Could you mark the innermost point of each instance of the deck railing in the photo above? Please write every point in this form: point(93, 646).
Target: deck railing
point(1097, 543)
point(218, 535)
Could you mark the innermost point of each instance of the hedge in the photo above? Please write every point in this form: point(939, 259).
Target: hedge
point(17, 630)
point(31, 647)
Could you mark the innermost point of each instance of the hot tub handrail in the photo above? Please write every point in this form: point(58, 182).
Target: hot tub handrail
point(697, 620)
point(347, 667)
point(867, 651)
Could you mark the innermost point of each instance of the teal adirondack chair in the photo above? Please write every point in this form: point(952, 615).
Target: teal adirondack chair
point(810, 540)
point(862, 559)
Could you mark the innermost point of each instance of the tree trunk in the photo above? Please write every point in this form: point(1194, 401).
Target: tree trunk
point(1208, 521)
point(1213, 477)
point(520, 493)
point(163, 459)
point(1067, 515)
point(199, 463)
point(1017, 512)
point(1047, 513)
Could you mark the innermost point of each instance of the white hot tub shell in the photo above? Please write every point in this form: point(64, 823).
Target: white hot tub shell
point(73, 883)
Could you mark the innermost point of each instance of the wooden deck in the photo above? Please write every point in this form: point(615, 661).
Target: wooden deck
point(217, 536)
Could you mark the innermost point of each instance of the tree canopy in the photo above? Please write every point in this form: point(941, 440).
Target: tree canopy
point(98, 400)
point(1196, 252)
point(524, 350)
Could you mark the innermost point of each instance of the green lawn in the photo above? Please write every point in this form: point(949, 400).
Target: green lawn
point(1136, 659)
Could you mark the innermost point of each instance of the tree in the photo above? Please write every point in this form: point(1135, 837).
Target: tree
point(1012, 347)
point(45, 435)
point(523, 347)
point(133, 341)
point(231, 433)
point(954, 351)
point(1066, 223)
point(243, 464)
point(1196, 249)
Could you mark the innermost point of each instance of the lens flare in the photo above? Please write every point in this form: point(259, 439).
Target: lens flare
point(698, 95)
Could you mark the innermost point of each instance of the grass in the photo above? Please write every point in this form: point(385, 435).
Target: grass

- - - - -

» What the task requires: Report every line in the listing that holds the word "grass".

» Answer space:
Could you mark the innermost point of each instance of the grass in the photo above? Please write every point in this form: point(385, 435).
Target: grass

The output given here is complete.